### Written exercise
Translate this sentence from the carp fly-fishing tips into Spanish: "Tie your favorite patterns in a couple of different sizes."

### Excerpted text
========================================

1. Look at the water color and bottom of the lake pond or river you're fishing; match imitations with like tones. For instance in weedy lakes I'll start with olive imitations, rock or dam faces-browns and sand or mud bottoms I'll use different shades of tan. Find confidence in a few patterns but make sure you tie them in different colors if you plan on fishing different venues.
2. Tie your favorite patterns in a couple of different sizes. Muddy water allows for bigger imitations sometimes including flash, while low clear conditions require smaller more innocent patterns sparse of flash. 4's and 6's accommodate most conditions for me.
3. I find that a leader of 8 to 10-feet seems ideal in most lake or river situations
4. Always pull or strip set after a carp takes before elevating the rod. Many fish are missed on the typical"trout set".
When I asked Rob for input his initial response was "If you see Jay Zimmerman fishing towards you don't get behind him because he's already vacuumed up all of the fish. Jay's strength is getting the right presentation at the right angle."
1. Let the weather dictate your fishing day…if it is going to be raining or overcast, consider going after trout instead. If the weather channel is calling for a hot and sunny day, but with winds picking up in the afternoon, get up early. The wind will limit the visibility and kick up mud on the carp flats. Plan to be domestic or whatever in the afternoon…
2. Always maintain your leader! You should develop a nervous tic…constantly run the tippet material through your fingers as you are walking up and down the banks looking for your next carp. If you feel a knot, or even the slightest abrasion STOP and rebuild your leader!
3. Don’t get discouraged! I know that sounds like something from some new age self-help, boost your self esteem book…but it helps. I remember John Madden always saying, “An NFL quarterback has to have short-term memory…when something bad happens…forget it by the next play and regain your confidence.” True with carp fishing as well.
4. Line and fly control is paramount! What you do after your fly is in the water is more important than your cast! Move the fly in front of the fish! Make it easy for the carp to eat! Cast fast! Often the window of opportunity is very short…as soon as the carp drifts out to deeper water you may not be able to see him. If you can not see the fish, you can not cast to it! Always have some line off the reel and your fly in hand…and be ready! Gun drawn! Hammer back! Locked and loaded!

========================================

### Provided data

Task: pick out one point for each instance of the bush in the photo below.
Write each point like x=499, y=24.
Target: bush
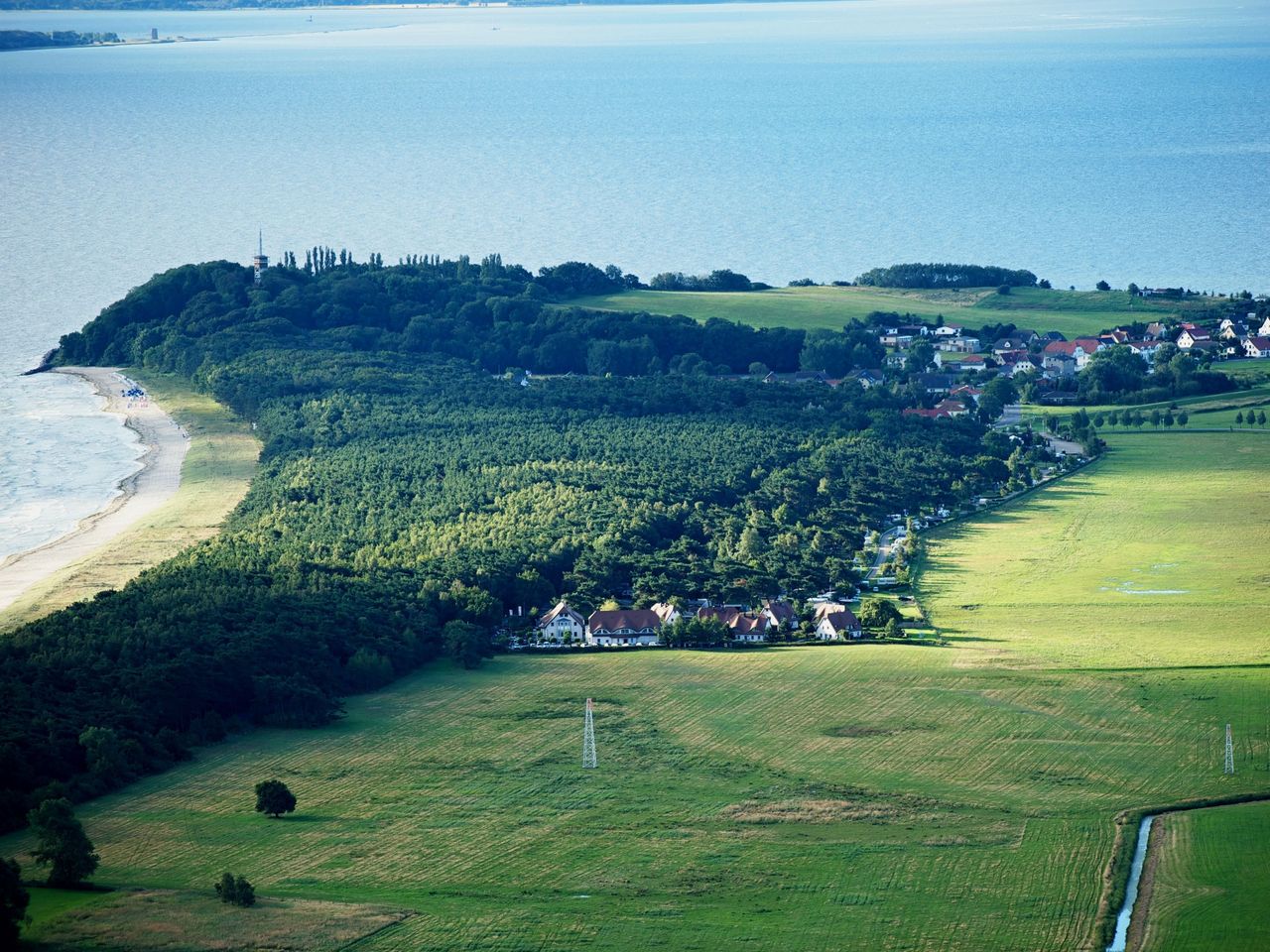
x=62, y=843
x=272, y=797
x=235, y=890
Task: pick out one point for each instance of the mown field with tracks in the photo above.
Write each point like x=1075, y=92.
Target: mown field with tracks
x=1072, y=312
x=1101, y=633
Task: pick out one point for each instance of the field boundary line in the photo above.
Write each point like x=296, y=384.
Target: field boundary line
x=398, y=923
x=1115, y=874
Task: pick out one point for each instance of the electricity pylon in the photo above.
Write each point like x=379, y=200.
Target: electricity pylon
x=588, y=739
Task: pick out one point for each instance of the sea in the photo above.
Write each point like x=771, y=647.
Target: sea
x=1119, y=140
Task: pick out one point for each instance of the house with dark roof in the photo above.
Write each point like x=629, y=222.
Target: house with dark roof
x=1256, y=347
x=937, y=382
x=624, y=627
x=562, y=626
x=742, y=625
x=798, y=377
x=780, y=613
x=867, y=379
x=838, y=626
x=1191, y=336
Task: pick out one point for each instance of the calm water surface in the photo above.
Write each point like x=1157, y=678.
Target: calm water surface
x=1125, y=141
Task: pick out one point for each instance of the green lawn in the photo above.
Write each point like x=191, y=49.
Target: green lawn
x=1071, y=312
x=824, y=797
x=1211, y=881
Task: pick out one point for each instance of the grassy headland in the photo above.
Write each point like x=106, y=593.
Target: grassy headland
x=1071, y=312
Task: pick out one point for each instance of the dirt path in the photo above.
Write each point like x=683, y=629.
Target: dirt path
x=145, y=492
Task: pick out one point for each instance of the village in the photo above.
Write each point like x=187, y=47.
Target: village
x=826, y=620
x=1046, y=359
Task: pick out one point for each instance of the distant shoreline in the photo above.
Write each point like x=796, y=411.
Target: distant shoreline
x=141, y=493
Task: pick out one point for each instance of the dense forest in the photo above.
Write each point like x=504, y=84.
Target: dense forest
x=33, y=40
x=945, y=276
x=412, y=493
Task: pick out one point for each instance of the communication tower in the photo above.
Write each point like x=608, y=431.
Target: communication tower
x=588, y=739
x=261, y=262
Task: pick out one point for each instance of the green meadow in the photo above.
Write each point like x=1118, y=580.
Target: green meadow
x=876, y=796
x=1072, y=312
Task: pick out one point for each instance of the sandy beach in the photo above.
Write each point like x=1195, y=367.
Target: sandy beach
x=143, y=493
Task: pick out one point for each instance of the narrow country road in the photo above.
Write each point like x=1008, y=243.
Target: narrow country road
x=884, y=543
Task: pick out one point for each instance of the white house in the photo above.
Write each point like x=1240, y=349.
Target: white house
x=667, y=612
x=780, y=613
x=624, y=627
x=1256, y=347
x=1191, y=336
x=562, y=626
x=742, y=625
x=838, y=626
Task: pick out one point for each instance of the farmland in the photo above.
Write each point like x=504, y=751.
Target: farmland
x=1206, y=893
x=1071, y=312
x=857, y=797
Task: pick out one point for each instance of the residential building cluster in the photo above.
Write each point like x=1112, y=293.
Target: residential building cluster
x=634, y=627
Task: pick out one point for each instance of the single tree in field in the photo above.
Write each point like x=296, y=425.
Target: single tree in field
x=235, y=890
x=13, y=902
x=62, y=843
x=273, y=798
x=875, y=612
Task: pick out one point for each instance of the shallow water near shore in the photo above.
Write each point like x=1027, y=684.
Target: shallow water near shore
x=1082, y=140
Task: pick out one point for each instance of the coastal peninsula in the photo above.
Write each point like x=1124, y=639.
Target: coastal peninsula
x=140, y=495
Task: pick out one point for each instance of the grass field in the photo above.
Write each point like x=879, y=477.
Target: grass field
x=163, y=919
x=826, y=797
x=1072, y=312
x=213, y=477
x=1206, y=892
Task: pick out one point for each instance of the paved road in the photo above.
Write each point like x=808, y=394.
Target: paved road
x=884, y=542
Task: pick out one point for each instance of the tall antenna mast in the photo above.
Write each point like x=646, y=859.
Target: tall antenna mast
x=588, y=739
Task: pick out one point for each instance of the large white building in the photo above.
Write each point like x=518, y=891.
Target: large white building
x=562, y=626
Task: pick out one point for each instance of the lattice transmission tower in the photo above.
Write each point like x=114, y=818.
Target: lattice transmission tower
x=588, y=739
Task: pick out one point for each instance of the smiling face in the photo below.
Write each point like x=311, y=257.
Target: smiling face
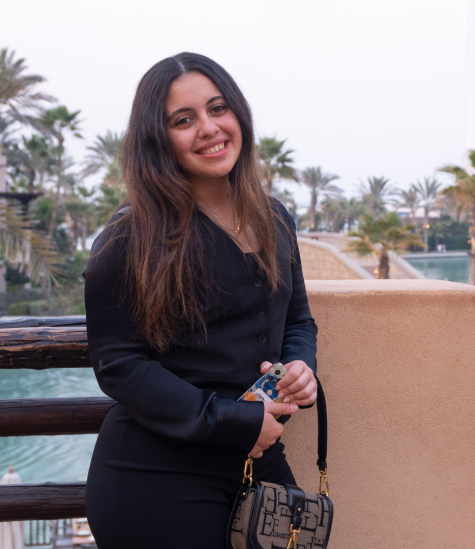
x=205, y=134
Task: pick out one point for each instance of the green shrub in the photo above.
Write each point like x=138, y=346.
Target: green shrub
x=22, y=308
x=38, y=308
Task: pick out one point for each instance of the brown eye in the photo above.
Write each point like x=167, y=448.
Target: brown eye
x=182, y=121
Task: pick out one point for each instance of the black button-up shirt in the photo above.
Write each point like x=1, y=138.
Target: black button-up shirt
x=189, y=392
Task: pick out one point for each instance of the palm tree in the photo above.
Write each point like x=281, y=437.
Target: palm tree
x=34, y=160
x=409, y=199
x=319, y=182
x=379, y=236
x=18, y=94
x=275, y=161
x=105, y=153
x=352, y=209
x=25, y=249
x=441, y=229
x=463, y=191
x=80, y=208
x=107, y=202
x=375, y=194
x=428, y=192
x=333, y=214
x=57, y=121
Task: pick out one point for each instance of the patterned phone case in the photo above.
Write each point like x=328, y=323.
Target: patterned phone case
x=264, y=388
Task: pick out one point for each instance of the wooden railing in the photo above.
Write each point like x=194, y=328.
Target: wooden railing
x=38, y=344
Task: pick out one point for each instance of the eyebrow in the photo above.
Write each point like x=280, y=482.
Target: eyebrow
x=185, y=109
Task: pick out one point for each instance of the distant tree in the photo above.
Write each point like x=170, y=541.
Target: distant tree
x=441, y=229
x=274, y=161
x=375, y=194
x=33, y=160
x=19, y=98
x=24, y=248
x=107, y=202
x=352, y=209
x=319, y=183
x=57, y=122
x=104, y=154
x=463, y=190
x=428, y=191
x=288, y=201
x=333, y=214
x=80, y=207
x=379, y=236
x=408, y=199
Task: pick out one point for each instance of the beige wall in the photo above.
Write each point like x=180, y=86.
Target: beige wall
x=397, y=362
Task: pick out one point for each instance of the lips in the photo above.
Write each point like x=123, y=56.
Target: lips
x=213, y=148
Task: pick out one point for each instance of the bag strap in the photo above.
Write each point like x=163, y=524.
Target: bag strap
x=322, y=438
x=322, y=427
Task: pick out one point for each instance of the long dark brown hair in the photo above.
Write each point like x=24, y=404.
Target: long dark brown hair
x=165, y=259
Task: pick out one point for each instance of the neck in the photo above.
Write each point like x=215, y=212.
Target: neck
x=212, y=193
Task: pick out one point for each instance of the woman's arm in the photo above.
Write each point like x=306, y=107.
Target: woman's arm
x=299, y=344
x=155, y=397
x=300, y=333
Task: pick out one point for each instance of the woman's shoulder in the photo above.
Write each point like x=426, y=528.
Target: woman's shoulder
x=109, y=245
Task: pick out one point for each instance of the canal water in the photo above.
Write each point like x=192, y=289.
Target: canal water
x=61, y=458
x=454, y=269
x=66, y=458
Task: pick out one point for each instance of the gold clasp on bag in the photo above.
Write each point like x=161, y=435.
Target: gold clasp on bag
x=248, y=470
x=293, y=537
x=324, y=483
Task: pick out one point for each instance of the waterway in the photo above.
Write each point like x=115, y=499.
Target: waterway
x=62, y=458
x=440, y=267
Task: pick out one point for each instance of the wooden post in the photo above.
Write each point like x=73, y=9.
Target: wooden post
x=47, y=501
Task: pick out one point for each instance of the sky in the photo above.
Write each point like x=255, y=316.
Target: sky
x=361, y=88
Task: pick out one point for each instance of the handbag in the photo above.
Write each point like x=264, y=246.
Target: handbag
x=274, y=516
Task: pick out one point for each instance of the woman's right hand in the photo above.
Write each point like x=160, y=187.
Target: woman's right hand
x=271, y=429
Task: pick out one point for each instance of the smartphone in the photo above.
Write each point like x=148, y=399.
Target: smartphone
x=264, y=389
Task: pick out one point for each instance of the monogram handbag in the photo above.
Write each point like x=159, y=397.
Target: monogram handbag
x=274, y=516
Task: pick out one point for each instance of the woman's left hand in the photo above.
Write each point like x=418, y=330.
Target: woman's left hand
x=298, y=384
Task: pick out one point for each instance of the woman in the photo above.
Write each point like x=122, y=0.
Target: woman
x=192, y=291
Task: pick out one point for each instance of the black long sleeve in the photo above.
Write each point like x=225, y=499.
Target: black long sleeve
x=155, y=397
x=300, y=332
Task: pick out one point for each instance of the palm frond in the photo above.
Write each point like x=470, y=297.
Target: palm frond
x=25, y=248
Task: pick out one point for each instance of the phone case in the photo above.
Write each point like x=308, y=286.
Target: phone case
x=264, y=388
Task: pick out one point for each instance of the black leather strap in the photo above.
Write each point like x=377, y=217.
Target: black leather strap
x=322, y=427
x=296, y=503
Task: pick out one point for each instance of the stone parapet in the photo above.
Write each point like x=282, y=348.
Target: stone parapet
x=397, y=362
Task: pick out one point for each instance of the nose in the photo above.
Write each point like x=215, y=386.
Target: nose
x=207, y=127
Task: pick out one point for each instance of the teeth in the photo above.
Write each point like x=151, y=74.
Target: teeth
x=214, y=149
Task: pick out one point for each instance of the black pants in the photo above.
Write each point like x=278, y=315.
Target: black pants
x=147, y=492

========================================

### Task response
Ata tus patrones favoritos en un par de tamaños diferentes.